What the task asks: Down to the last line below, repeat the entries word for word and drop the pictures.
______________________________
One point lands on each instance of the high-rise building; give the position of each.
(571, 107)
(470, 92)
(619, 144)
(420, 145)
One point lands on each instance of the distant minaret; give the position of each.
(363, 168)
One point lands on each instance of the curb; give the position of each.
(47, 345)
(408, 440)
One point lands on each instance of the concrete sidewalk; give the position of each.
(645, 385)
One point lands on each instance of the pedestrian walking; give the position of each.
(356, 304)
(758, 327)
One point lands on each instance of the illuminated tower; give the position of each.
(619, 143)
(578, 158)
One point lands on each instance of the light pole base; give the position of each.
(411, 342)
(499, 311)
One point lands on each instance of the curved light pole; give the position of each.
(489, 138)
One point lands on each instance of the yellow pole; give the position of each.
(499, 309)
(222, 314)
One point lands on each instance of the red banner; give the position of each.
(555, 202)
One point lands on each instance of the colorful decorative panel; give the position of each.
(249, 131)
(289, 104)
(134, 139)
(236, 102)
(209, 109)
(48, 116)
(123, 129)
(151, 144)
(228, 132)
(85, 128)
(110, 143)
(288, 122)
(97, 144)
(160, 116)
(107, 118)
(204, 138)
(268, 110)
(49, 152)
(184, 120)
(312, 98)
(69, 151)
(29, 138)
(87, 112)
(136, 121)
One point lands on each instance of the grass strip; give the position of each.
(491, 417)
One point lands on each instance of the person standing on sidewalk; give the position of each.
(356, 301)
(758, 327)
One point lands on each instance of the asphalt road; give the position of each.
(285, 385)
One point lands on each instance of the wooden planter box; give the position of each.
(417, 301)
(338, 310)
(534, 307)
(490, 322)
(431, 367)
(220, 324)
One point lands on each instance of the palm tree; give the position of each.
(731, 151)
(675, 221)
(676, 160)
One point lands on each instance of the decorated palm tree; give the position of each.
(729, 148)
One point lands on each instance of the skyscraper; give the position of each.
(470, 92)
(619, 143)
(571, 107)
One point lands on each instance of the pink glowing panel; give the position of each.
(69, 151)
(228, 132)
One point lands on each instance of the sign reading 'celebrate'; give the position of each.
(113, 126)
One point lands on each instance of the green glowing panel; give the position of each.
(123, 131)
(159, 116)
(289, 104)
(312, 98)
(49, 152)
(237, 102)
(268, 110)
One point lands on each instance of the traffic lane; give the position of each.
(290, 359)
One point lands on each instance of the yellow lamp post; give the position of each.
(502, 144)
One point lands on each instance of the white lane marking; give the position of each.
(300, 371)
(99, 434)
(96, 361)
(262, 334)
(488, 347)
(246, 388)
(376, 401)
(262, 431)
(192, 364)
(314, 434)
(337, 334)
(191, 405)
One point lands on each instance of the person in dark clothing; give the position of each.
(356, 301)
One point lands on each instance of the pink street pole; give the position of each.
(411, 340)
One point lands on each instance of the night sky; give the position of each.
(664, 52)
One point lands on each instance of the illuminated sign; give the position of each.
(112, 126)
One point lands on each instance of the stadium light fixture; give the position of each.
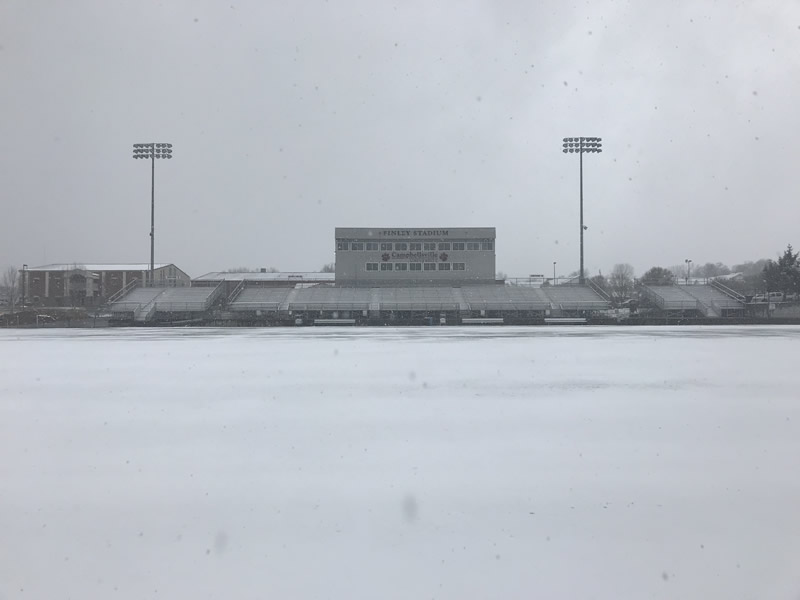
(581, 145)
(24, 283)
(152, 151)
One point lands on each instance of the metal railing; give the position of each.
(727, 291)
(126, 288)
(322, 306)
(507, 305)
(255, 305)
(598, 290)
(123, 307)
(190, 306)
(236, 291)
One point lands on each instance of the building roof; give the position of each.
(99, 267)
(287, 276)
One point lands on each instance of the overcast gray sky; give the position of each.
(289, 119)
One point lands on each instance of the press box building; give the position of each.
(375, 257)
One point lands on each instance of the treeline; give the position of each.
(748, 278)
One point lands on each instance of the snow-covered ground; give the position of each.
(400, 463)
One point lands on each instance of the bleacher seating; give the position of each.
(505, 297)
(329, 298)
(185, 299)
(575, 297)
(710, 296)
(260, 298)
(417, 298)
(672, 297)
(136, 299)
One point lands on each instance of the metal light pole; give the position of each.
(581, 145)
(152, 151)
(24, 281)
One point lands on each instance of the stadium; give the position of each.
(382, 276)
(399, 276)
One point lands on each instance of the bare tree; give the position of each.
(620, 282)
(11, 285)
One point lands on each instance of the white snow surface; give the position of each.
(400, 463)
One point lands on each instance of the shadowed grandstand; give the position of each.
(143, 304)
(702, 300)
(463, 301)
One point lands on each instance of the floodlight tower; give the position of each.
(152, 151)
(581, 145)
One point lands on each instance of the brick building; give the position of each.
(91, 284)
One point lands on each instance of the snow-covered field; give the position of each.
(400, 463)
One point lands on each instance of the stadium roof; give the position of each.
(288, 276)
(99, 267)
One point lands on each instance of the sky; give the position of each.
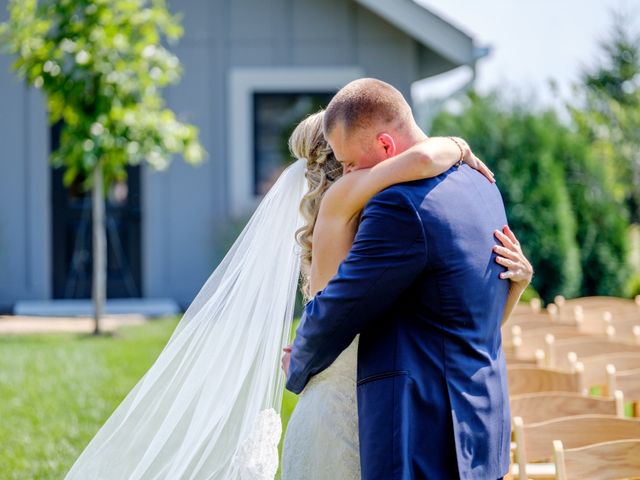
(531, 41)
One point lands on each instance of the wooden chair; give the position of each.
(516, 327)
(599, 323)
(597, 302)
(628, 382)
(595, 368)
(534, 306)
(539, 407)
(525, 342)
(557, 353)
(627, 331)
(529, 379)
(534, 441)
(601, 461)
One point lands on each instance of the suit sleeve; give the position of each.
(387, 255)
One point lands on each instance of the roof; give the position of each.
(428, 29)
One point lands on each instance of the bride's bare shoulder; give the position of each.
(337, 199)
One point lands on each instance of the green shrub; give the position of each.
(521, 148)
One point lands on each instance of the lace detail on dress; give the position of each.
(257, 456)
(321, 442)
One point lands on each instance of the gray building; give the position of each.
(252, 68)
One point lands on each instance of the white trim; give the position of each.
(427, 28)
(243, 82)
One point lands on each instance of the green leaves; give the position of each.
(101, 65)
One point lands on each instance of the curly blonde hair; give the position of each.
(307, 141)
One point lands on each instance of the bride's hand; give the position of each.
(470, 159)
(510, 256)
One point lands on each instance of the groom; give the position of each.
(421, 287)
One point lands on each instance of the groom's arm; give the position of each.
(388, 253)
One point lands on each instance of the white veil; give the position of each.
(206, 409)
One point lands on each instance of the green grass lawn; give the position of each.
(57, 390)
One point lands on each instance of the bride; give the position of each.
(207, 408)
(321, 441)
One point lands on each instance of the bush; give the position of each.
(521, 147)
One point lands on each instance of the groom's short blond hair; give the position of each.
(365, 102)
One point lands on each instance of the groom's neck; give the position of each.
(415, 136)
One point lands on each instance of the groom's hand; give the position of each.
(286, 359)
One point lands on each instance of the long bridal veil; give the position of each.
(206, 409)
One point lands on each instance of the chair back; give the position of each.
(601, 461)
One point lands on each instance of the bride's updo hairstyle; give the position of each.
(307, 141)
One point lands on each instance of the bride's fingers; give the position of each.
(509, 233)
(482, 168)
(505, 252)
(506, 241)
(505, 262)
(506, 275)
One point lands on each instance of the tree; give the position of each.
(522, 147)
(606, 108)
(101, 65)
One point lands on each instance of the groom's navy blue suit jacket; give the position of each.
(421, 287)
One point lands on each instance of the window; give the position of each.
(275, 116)
(264, 106)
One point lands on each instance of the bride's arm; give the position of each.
(519, 269)
(429, 158)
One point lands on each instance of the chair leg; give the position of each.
(558, 457)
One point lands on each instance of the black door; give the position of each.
(72, 236)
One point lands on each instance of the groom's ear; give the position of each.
(386, 142)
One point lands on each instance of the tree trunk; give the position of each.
(99, 285)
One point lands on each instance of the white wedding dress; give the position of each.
(321, 442)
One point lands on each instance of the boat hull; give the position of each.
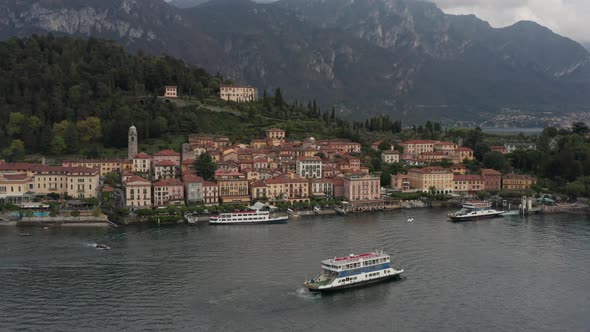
(474, 218)
(280, 220)
(361, 284)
______________________________
Answer:
One point lands on each instance of the high-rise building; give the position of each.
(571, 107)
(470, 92)
(619, 144)
(420, 145)
One point lands on each instance of the distant minaret; give the position of each.
(363, 168)
One point lands on each instance of the curb; give the position of each.
(47, 345)
(408, 440)
One point lands on each instance of the concrete sidewalk; give the position of each.
(645, 385)
One point lands on each instance of the pedestrian walking; give the position of each.
(356, 304)
(758, 327)
One point lands on each instance of the illuminated tower; give the position of each.
(619, 143)
(578, 158)
One point lands on each instance of the light pole base; give the position of each.
(411, 342)
(499, 311)
One point lands on each instance of the curved light pole; give the position of each.
(489, 138)
One point lands on each instance of the yellow pole; give the position of each.
(499, 309)
(222, 314)
One point lands on each instance of the red banner; give the position of each.
(555, 202)
One point lands on each instance of the colorful decorative panel; give the position of each.
(249, 131)
(289, 104)
(134, 139)
(236, 102)
(209, 109)
(48, 116)
(123, 129)
(151, 144)
(228, 132)
(85, 128)
(110, 143)
(288, 122)
(97, 144)
(160, 116)
(107, 118)
(204, 138)
(268, 110)
(49, 152)
(184, 120)
(312, 98)
(69, 151)
(29, 138)
(87, 112)
(136, 121)
One point lands on each instance of the grass strip; give the position of each.
(491, 417)
One point lands on each instance of the person standing on sidewalk; give the position of each.
(356, 301)
(758, 327)
One point lands on each instance of the asphalt road; give the position of each.
(285, 385)
One point lands on each instance of the wooden planter box; give the position of each.
(417, 301)
(338, 310)
(534, 307)
(490, 322)
(431, 367)
(220, 324)
One point lands on each instance of the palm tree; give the position of each.
(731, 151)
(675, 221)
(676, 160)
One point lands on each instance of the decorated palm tree; give the position of each.
(729, 148)
One point lands on each instance of the skyscraper; give the position of each.
(470, 92)
(619, 143)
(571, 107)
One point lands on each instance of the pink glowing panel; give the position of each.
(69, 151)
(228, 132)
One point lands on each instance of the sign reading 'celebrate'; give the position of each.
(113, 126)
One point lands on each instance of the green glowing panel; give the position of each.
(123, 131)
(159, 116)
(289, 104)
(312, 98)
(49, 152)
(237, 102)
(268, 110)
One point lands on each instance of the traffic lane; give the position of each.
(290, 359)
One point lands on each instance of the yellow lamp post; give the position of each.
(502, 144)
One point lands on each instance of the white lane marking; give the position of each.
(300, 371)
(99, 434)
(96, 361)
(262, 334)
(488, 347)
(246, 388)
(376, 401)
(262, 431)
(192, 364)
(314, 434)
(337, 334)
(191, 405)
One point lands on each instance of the person in dark clothing; give the position of each.
(356, 301)
One point lands on each instance of the pink street pole; give the position of each.
(411, 340)
One point lands on each instance of the night sky; give the position of each.
(664, 52)
One point lands on each instance of the illuminated sign; give the position of each.
(112, 126)
One point lands on each instance of the stadium light fixture; give the position of each.
(581, 145)
(24, 283)
(152, 151)
One point lands on each instance of the metal railing; give the position of each.
(727, 291)
(126, 288)
(322, 306)
(507, 305)
(255, 305)
(598, 290)
(123, 307)
(190, 306)
(236, 291)
One point lands on each instance of the building roof; give the position of each.
(99, 267)
(287, 276)
One point lands on each instance of the overcast gray sky; give the position of each.
(289, 119)
One point lands on each instance of the press box building; give the position of each.
(375, 257)
One point lands on each instance of the treeline; give the position of each.
(748, 278)
One point lands on each instance of the snow-covered ground; give the position of each.
(400, 463)
One point lands on each instance of the bleacher seating; give the position of each.
(505, 297)
(329, 298)
(185, 299)
(575, 297)
(710, 296)
(260, 298)
(417, 298)
(672, 297)
(136, 299)
One point lands on each instance of the metal light pole; give the position of each.
(581, 145)
(152, 151)
(24, 281)
One point lands on each instance of the stadium; give the position of each.
(382, 276)
(399, 276)
One point lands on each instance of the bare tree; give the position of each.
(620, 282)
(11, 285)
One point lands on each instance of the white snow surface; give the position of each.
(400, 463)
One point lands on each instance of the shadowed grandstand; give the position of each.
(143, 304)
(702, 300)
(463, 301)
One point lands on each instance of the floodlight tower; give the position of each.
(152, 151)
(581, 145)
One point lands on each instance of the brick building; give the position of each.
(91, 284)
One point lands on each instance of the snow-covered field; give the position of each.
(400, 463)
One point lands on each instance of the stadium roof; give the position of each.
(288, 276)
(99, 267)
One point lands on each instance of the sky; give the position of each.
(531, 41)
One point lands on each instance of the wooden chair; give the position of each.
(516, 327)
(599, 323)
(597, 302)
(628, 382)
(595, 368)
(534, 306)
(539, 407)
(525, 342)
(557, 353)
(627, 331)
(529, 379)
(534, 441)
(601, 461)
One point lands on each instance of the suit sleeve; give the position of each.
(387, 255)
One point lands on each instance of the roof; give the position of each.
(428, 29)
One point lands on each instance of the bride's bare shoulder; give the position of each.
(337, 199)
One point lands on each instance of the green shrub; give the position of each.
(521, 148)
One point lands on each instance of the lace detail on dress; give the position of each.
(257, 456)
(321, 442)
One point lands on each instance of the gray building; give the position of each.
(252, 68)
One point lands on each instance of the white trim; give the position of each.
(427, 28)
(243, 82)
One point lands on each instance of the green leaves; give the position of each.
(101, 65)
One point lands on each instance of the curly blonde hair; give the position of each.
(307, 141)
One point lands on each instance of the bride's hand; give the position of each.
(470, 159)
(510, 256)
One point lands on each instance of the groom; give the position of each.
(421, 287)
One point lands on each instance of the groom's arm; give the position of each.
(388, 253)
One point lands on each instance of the white veil; give the position of each.
(206, 409)
One point lands on each instance of the green grass lawn; give the position of each.
(57, 390)
One point lands on each instance of the bride; give the position of each.
(207, 408)
(321, 441)
One point lands on each instance of the bush; give the position of each.
(521, 147)
One point lands on each instance of the groom's short blond hair; give the position of each.
(365, 102)
One point lands on each instance of the groom's neck; give the position of each.
(415, 136)
One point lands on each instance of the groom's hand; give the position of each.
(286, 359)
One point lands on each instance of the long bridal veil; give the position of each.
(206, 409)
One point lands on each instance of the chair back; give the position of each.
(601, 461)
One point lands on each instance of the bride's updo hairstyle; give the position of each.
(307, 141)
One point lands on each instance of the bride's fingers; give the position of each.
(509, 233)
(482, 168)
(505, 252)
(506, 241)
(505, 262)
(506, 275)
One point lands on each instance of the tree; give the position of each.
(522, 147)
(606, 108)
(101, 65)
One point lands on each instance of the groom's navy blue suit jacket; give the position of each.
(421, 287)
One point lands on each instance of the window; give the position of each.
(275, 116)
(264, 106)
One point lands on each instance of the bride's arm; give the position of each.
(519, 269)
(429, 158)
One point lands on each instance of the chair leg; give the position of each.
(558, 457)
One point lands on each instance of the black door; give the position of each.
(72, 236)
One point lands on each instance of the groom's ear; give the position of each.
(386, 142)
One point lands on each instance of the tree trunk; give the position of each.
(99, 285)
One point lands on each instance of the white wedding dress; give the position of each.
(321, 442)
One point lands on each instance of the boat hull; give the position of each.
(474, 218)
(280, 220)
(361, 284)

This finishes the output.